- [Work to be completed]:
Which lines of the records contain the word "background"? Copy each one.

-- Raw data follows --

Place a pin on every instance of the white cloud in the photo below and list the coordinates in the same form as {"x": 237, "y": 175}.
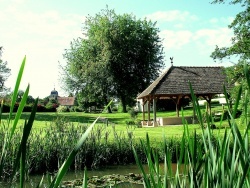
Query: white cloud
{"x": 42, "y": 37}
{"x": 212, "y": 37}
{"x": 175, "y": 39}
{"x": 172, "y": 15}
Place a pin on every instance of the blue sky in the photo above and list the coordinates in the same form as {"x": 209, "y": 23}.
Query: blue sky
{"x": 41, "y": 30}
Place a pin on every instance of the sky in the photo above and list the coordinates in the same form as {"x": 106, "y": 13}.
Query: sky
{"x": 41, "y": 30}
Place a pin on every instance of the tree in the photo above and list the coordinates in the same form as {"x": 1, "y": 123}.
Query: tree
{"x": 4, "y": 72}
{"x": 241, "y": 40}
{"x": 118, "y": 57}
{"x": 240, "y": 43}
{"x": 239, "y": 48}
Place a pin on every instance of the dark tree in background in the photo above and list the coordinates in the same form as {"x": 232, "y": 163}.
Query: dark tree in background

-- Raw data concluded --

- [Output]:
Place a pin on every instance of the dark tree in background in the photo above and list the coordinates in the same form as {"x": 232, "y": 163}.
Query: dark tree in background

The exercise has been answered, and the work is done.